TO DO => How many lines in the entries below contain the word "glossy"? Match case exactly, and reply with the number alone.

Entries in a dataset =>
- - -

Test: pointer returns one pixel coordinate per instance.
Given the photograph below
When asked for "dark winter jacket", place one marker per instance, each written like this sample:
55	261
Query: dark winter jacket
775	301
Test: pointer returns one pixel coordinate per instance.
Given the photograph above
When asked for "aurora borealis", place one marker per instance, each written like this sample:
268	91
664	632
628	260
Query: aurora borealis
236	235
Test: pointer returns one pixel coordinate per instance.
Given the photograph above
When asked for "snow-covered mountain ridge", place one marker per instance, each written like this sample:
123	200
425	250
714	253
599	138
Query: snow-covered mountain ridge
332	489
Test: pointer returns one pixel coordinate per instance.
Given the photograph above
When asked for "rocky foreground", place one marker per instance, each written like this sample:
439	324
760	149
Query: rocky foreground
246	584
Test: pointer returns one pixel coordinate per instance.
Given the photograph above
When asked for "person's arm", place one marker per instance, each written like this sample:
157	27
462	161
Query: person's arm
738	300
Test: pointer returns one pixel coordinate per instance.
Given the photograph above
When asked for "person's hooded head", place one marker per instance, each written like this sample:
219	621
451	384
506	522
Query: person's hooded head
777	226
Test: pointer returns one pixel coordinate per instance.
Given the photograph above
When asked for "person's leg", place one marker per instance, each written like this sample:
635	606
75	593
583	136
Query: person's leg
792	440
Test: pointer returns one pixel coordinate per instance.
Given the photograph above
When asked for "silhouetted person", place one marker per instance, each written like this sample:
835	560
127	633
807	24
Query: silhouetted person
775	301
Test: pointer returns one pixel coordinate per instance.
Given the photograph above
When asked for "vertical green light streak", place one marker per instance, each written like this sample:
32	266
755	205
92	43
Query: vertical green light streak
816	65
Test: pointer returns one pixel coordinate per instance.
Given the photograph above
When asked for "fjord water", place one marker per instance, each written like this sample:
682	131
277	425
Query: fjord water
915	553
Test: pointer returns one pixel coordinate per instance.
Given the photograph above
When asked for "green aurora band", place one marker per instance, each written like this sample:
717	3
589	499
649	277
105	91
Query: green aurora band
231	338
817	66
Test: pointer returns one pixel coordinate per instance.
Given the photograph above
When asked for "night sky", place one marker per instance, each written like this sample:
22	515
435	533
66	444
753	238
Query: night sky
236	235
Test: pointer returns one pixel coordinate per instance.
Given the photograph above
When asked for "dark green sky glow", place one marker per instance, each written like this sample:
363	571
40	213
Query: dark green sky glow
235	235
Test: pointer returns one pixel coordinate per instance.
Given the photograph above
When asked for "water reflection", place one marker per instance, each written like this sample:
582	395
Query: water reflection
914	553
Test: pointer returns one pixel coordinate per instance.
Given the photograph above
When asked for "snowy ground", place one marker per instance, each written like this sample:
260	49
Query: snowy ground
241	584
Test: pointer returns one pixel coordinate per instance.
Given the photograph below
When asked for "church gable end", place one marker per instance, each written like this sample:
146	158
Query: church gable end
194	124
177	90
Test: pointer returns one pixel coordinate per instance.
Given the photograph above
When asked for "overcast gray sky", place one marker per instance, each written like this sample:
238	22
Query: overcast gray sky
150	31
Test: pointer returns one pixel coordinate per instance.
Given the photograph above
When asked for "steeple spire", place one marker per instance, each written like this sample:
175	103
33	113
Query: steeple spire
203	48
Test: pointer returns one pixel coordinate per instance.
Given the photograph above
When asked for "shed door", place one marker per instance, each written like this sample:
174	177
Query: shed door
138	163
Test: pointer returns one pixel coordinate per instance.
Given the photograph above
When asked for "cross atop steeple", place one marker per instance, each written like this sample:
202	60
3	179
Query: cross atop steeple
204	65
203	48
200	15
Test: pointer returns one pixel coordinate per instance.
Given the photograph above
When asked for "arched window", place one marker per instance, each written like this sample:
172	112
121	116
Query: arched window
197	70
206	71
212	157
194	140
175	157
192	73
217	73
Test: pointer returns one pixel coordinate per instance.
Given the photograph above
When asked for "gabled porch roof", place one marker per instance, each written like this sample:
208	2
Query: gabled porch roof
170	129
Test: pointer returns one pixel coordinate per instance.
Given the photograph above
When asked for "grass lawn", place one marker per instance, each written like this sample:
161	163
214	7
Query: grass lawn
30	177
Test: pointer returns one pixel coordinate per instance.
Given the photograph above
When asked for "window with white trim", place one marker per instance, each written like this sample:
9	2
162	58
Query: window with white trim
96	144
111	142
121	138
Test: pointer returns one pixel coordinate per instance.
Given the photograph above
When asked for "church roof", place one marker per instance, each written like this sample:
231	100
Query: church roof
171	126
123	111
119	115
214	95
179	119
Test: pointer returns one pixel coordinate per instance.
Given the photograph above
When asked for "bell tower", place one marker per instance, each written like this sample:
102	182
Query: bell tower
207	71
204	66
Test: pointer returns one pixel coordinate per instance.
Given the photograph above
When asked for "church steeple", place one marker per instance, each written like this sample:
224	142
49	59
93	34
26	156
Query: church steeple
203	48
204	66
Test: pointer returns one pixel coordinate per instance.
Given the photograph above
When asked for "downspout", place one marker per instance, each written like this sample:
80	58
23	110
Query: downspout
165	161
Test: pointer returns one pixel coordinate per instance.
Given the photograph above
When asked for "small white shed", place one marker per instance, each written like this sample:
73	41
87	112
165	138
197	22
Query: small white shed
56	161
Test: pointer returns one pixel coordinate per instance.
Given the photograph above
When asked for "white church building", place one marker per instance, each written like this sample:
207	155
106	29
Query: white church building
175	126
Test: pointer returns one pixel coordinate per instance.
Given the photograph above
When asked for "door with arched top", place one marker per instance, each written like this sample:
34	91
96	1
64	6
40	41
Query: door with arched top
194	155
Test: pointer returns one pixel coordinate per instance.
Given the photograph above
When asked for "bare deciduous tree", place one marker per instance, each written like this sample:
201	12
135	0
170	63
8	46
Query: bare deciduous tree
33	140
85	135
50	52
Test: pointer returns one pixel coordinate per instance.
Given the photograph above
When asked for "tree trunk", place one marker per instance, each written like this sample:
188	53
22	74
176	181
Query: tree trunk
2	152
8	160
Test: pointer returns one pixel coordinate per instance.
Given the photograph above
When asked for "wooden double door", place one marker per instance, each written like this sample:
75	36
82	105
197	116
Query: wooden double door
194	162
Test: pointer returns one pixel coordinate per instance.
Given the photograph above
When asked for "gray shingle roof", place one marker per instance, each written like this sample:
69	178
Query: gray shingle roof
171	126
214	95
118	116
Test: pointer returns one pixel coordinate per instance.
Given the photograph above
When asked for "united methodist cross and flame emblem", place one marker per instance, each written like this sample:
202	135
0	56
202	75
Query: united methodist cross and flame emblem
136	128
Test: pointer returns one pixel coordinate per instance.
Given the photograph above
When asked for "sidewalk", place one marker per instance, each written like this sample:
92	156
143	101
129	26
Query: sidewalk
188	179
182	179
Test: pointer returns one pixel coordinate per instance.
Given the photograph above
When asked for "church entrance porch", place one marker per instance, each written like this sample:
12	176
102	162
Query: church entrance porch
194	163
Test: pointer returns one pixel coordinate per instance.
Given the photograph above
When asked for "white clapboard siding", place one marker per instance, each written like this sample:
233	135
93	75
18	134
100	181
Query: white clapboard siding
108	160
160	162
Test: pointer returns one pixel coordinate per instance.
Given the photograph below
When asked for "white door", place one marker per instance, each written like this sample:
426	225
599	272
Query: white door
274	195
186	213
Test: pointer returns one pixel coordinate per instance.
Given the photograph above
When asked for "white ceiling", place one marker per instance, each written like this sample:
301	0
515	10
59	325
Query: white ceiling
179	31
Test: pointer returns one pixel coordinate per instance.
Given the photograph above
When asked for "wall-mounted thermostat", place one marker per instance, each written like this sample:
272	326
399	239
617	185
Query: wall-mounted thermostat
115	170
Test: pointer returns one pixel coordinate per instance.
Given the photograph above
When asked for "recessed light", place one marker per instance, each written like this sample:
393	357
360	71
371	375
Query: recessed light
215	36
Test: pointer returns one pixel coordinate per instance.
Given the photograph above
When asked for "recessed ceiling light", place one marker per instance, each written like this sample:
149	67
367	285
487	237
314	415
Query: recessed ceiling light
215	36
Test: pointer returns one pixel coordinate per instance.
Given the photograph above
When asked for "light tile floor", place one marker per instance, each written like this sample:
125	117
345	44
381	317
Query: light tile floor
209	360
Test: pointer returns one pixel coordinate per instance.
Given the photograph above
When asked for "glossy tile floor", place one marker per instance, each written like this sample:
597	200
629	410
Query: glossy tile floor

- - -

CORRECT RESPONSE => 2